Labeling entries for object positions

::::::::

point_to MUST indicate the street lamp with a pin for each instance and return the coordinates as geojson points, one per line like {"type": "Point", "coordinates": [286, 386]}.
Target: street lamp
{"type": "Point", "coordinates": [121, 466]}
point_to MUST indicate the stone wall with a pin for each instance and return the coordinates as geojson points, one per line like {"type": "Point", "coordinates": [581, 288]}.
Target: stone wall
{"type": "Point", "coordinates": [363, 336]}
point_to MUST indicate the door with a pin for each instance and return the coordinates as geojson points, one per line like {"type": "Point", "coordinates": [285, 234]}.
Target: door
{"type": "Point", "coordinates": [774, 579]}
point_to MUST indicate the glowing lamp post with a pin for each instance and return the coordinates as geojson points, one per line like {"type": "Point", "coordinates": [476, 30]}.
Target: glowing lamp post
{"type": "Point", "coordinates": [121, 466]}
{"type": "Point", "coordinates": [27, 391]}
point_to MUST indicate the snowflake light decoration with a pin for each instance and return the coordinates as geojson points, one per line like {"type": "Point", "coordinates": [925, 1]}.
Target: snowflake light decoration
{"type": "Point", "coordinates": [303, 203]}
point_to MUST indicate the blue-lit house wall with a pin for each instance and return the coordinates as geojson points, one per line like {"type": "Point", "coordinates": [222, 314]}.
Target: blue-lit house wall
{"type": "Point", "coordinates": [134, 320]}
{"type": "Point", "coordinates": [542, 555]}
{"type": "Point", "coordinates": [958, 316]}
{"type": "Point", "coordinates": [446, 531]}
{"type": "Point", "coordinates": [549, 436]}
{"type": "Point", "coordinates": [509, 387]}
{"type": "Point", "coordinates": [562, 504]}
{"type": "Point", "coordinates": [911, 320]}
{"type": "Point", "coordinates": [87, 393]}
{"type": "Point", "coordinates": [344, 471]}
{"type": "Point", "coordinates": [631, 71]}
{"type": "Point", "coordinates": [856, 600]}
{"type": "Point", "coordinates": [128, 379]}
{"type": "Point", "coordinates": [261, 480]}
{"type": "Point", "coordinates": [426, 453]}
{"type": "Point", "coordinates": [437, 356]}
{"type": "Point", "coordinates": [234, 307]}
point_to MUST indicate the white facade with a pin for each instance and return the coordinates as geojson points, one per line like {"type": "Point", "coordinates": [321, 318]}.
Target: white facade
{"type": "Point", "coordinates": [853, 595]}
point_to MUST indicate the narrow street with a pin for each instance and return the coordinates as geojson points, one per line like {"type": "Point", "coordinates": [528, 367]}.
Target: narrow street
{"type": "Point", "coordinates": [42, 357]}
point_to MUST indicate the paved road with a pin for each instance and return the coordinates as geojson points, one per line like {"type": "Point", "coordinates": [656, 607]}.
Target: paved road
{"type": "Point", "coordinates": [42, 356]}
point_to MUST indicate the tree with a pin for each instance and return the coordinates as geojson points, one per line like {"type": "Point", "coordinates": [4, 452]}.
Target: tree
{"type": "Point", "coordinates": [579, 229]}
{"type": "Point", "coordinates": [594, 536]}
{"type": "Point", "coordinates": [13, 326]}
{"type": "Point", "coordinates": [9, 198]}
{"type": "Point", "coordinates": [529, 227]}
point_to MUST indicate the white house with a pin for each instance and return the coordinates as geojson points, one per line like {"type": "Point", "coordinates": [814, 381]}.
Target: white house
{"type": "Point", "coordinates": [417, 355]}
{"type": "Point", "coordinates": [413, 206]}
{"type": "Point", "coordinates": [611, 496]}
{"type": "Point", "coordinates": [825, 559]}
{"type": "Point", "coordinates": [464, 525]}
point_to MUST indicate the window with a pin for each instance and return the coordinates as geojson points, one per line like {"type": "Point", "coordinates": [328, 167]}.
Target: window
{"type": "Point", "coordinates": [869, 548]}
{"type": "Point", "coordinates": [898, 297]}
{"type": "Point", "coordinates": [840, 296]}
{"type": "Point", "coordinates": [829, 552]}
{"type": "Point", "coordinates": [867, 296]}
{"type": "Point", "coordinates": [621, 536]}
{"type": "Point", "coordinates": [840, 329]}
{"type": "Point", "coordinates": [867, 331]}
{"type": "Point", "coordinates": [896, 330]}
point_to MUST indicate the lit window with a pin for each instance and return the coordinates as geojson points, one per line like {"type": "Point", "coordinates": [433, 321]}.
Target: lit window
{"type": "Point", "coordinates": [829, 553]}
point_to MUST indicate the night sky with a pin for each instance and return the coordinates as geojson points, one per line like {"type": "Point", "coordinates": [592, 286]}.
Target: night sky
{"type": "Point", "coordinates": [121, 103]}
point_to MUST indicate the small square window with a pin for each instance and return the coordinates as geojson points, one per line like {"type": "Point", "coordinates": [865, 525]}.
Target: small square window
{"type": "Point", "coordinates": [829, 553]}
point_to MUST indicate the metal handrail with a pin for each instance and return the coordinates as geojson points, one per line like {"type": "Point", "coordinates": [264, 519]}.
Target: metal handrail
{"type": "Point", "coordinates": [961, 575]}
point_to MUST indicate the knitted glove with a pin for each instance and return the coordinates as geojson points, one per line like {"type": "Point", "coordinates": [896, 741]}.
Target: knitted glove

::::::::

» WHAT YOU NEED TO DO: Please turn all of the records above into a numbered list with one line per item, omitting any blank lines.

» OUTPUT FOR THIS EXERCISE:
1. point_to MUST indicate the street lamp with a pin for each instance and return the coordinates as geojson points, one per line like {"type": "Point", "coordinates": [286, 386]}.
2. Target: street lamp
3. {"type": "Point", "coordinates": [121, 466]}
4. point_to MUST indicate the stone wall with a pin for each instance and return the coordinates as geojson points, one per line like {"type": "Point", "coordinates": [581, 288]}.
5. Target: stone wall
6. {"type": "Point", "coordinates": [363, 336]}
7. point_to MUST indicate the door with a pin for each instance and return the coordinates as geojson points, one per line like {"type": "Point", "coordinates": [285, 234]}.
8. Target: door
9. {"type": "Point", "coordinates": [774, 579]}
10. point_to MUST indicate the glowing lamp post with a pin for each instance and return the coordinates as geojson points, one per line like {"type": "Point", "coordinates": [476, 30]}.
11. Target: glowing lamp post
12. {"type": "Point", "coordinates": [121, 466]}
13. {"type": "Point", "coordinates": [27, 391]}
14. point_to MUST indicate the snowflake light decoration with a pin for each instance and return the coordinates as geojson points, one per line like {"type": "Point", "coordinates": [925, 1]}.
15. Target: snowflake light decoration
16. {"type": "Point", "coordinates": [303, 203]}
17. point_to MUST indicate the blue-lit house wall with a pin for each instance and return the coordinates as geojson points, one per line like {"type": "Point", "coordinates": [222, 314]}.
18. Target: blue-lit house wall
19. {"type": "Point", "coordinates": [134, 320]}
20. {"type": "Point", "coordinates": [542, 555]}
21. {"type": "Point", "coordinates": [958, 316]}
22. {"type": "Point", "coordinates": [446, 531]}
23. {"type": "Point", "coordinates": [549, 436]}
24. {"type": "Point", "coordinates": [509, 387]}
25. {"type": "Point", "coordinates": [562, 504]}
26. {"type": "Point", "coordinates": [911, 320]}
27. {"type": "Point", "coordinates": [87, 393]}
28. {"type": "Point", "coordinates": [344, 471]}
29. {"type": "Point", "coordinates": [631, 71]}
30. {"type": "Point", "coordinates": [856, 600]}
31. {"type": "Point", "coordinates": [128, 379]}
32. {"type": "Point", "coordinates": [261, 480]}
33. {"type": "Point", "coordinates": [426, 453]}
34. {"type": "Point", "coordinates": [437, 356]}
35. {"type": "Point", "coordinates": [234, 307]}
36. point_to MUST indicate the white facade with a pin for each instance and return the coordinates as geojson points, one per line like {"type": "Point", "coordinates": [321, 318]}.
37. Target: white facade
38. {"type": "Point", "coordinates": [853, 595]}
39. point_to MUST indicate the narrow street with a pin for each instance and return the coordinates as geojson points, one per line like {"type": "Point", "coordinates": [528, 367]}.
40. Target: narrow street
41. {"type": "Point", "coordinates": [42, 357]}
42. point_to MUST indicate the paved road with a pin for each instance and return the coordinates as geojson points, one per line like {"type": "Point", "coordinates": [656, 607]}.
43. Target: paved road
44. {"type": "Point", "coordinates": [42, 356]}
45. point_to MUST indicate the tree with a pin for each instance and return the coordinates as geojson points, one per line like {"type": "Point", "coordinates": [4, 452]}.
46. Target: tree
47. {"type": "Point", "coordinates": [579, 229]}
48. {"type": "Point", "coordinates": [594, 536]}
49. {"type": "Point", "coordinates": [13, 326]}
50. {"type": "Point", "coordinates": [9, 198]}
51. {"type": "Point", "coordinates": [529, 227]}
52. point_to MUST indicate the white house with a pin for each instance and return the coordinates as geojson points, one per line like {"type": "Point", "coordinates": [814, 381]}.
53. Target: white house
54. {"type": "Point", "coordinates": [417, 355]}
55. {"type": "Point", "coordinates": [413, 206]}
56. {"type": "Point", "coordinates": [611, 496]}
57. {"type": "Point", "coordinates": [825, 559]}
58. {"type": "Point", "coordinates": [464, 525]}
59. point_to MUST indicate the window with a pin for each instance and return the coordinates as geojson points, one per line like {"type": "Point", "coordinates": [328, 167]}.
60. Target: window
61. {"type": "Point", "coordinates": [869, 548]}
62. {"type": "Point", "coordinates": [898, 297]}
63. {"type": "Point", "coordinates": [840, 296]}
64. {"type": "Point", "coordinates": [829, 552]}
65. {"type": "Point", "coordinates": [867, 296]}
66. {"type": "Point", "coordinates": [621, 536]}
67. {"type": "Point", "coordinates": [840, 329]}
68. {"type": "Point", "coordinates": [867, 331]}
69. {"type": "Point", "coordinates": [896, 330]}
70. point_to MUST indicate the lit window with a pin for each instance and return the coordinates as geojson points, one per line like {"type": "Point", "coordinates": [433, 321]}.
71. Target: lit window
72. {"type": "Point", "coordinates": [829, 553]}
73. point_to MUST indicate the night sky with a pin for each instance and return the coordinates as geojson points, one per line like {"type": "Point", "coordinates": [592, 286]}.
74. Target: night sky
75. {"type": "Point", "coordinates": [121, 103]}
76. point_to MUST indicate the small square window with a pin for each instance and return the coordinates as geojson points, one per line like {"type": "Point", "coordinates": [865, 525]}.
77. Target: small square window
78. {"type": "Point", "coordinates": [829, 553]}
79. point_to MUST indicate the metal handrail with a pin for each instance and return the coordinates as geojson points, one per line like {"type": "Point", "coordinates": [264, 519]}.
80. Target: metal handrail
81. {"type": "Point", "coordinates": [961, 575]}
82. point_to MUST indicate the knitted glove with a pin for each instance and return the coordinates as geojson points, one per line like {"type": "Point", "coordinates": [896, 741]}.
83. Target: knitted glove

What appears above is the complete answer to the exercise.